- Objectifs
1. Quelles dates précises, avec le jour et le mois, figurent dans le texte sur le cessez-le-feu à Gaza ?
2. Prolongez le texte sur le cessez-le-feu à Gaza à partir de sa dernière phrase.

Soulagement – immense mais tardif – avec cet accord de cessez-le-feu pour Gaza

Le 15 janvier 2025, Donald Trump a annoncé un accord de cessez-le-feu pour Gaza (« nous avons un deal pour les otages ») confirmé par le média israélien Haaretz. Certes l’accord n’a été signé que 2 jours plus tard par le gouvernement israélien, mais le fait que Donald Trump l’ait annoncé ne laissait plus le choix au Premier ministre israélien, Benyamin Netanyahou, sauf s’il voulait prendre le risque d’humilier son meilleur allié, au moment de son investiture le 20 janvier.

Un cessez-le-feu après plus de 100,000 bombardements contre Gaza

Cet accord constitue en premier lieu un immense soulagement après 15 mois de guerre déclenchée par l’attaque terroriste du Hamas le 7 octobre 2023 contre Israël (1,400 morts et disparus). Un immense soulagement après plus de 100,000 bombardements décidés par Benyamin Netanyahou contre la bande de Gaza et qui ont fait un nombre au moins équivalent de morts et 3,5 fois plus de blessés, soit de l’ordre de 500,000 victimes, blessés et décédés parmi les Palestiniens.

Ce cessez-le-feu entre en vigueur le 19 janvier et – comme son nom l’indique –, il interrompt les combats intenses. Il est probable que des violations soient fréquentes, comme c’est le cas pour le cessez-le-feu en cours au Liban qui n’empêche pas Israël de frapper encore régulièrement. Simplement la dynamique change, pour l’essentiel les combats militaires cessent et amorcent la fin progressive de la guerre.

Un cessez-le-feu ne signifie pas l’absence d’affrontements

Il faut donc s’attendre à un mouvement paradoxal pendant des mois avec d’un côté, un fort enthousiasme lié à la fin de cette guerre en tant que telle, mais par ailleurs des affrontements qui auront lieu sporadiquement sur ce territoire intégralement ravagé ainsi que contre Israël. La guerre ne se terminera qu’à l’issue de ce cessez-le-feu prévu de durer plusieurs mois.

Il est difficile d’imaginer ce que représentent plus de 100,000 bombardements (terrestres et aériens) sur un territoire de seulement 365 km2, si ce n’est par de froides statistiques :

  • En moyenne, plus de 270 bombardements par km2
  • 70% des infrastructures détruites sur la bande de Gaza (habitations, écoles, hôpitaux, désalinisation de l’eau, mosquées et même les cimetières…)

- Documents sources
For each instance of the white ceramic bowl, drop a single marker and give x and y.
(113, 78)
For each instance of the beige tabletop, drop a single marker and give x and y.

- Réponses
1.
- 15 janvier 2025
- 20 janvier
- 7 octobre 2023
- 19 janvier

2.
Plus de 95% de pertes civiles

La conclusion s’impose, la bande de Gaza a été ravagée par cette guerre, et sa population durablement traumatisée par ces destructions systématiques. La milice du Hamas était estimée au plus à 30,000 combattants : avec 500,000 victimes, cette guerre contre Gaza a donc fait plus de 95% de pertes civiles, ce qui vaut d’ailleurs à Benyamin Netanyahou des poursuites judiciaires pour crimes de guerre et crimes contre l’humanité par la Cour pénale internationale.

Avec un tel bilan, l’annonce de l’arrêt même progressif de cette guerre est évidemment un soulagement pour les Palestiniens. Et dans un premier temps, il marque aussi le retour d’une aide humanitaire qui avait été soigneusement étouffée pendant toute cette guerre.

Le retour progressif et douloureux des otages israéliens

Cet accord est une excellente nouvelle pour les quelques dizaines d’otages israéliens encore en vie et pour leurs proches, dont on n’imagine pas ce qu’ils ont enduré. L’accord prévoit la libération progressive des otages, à partir du dimanche 19 janvier. Ils seront acheminés par la Croix-Rouge internationale. En échange, Israël s’est engagé à libérer plusieurs centaines de prisonniers palestiniens, entre 700 et 2,000 selon les sources.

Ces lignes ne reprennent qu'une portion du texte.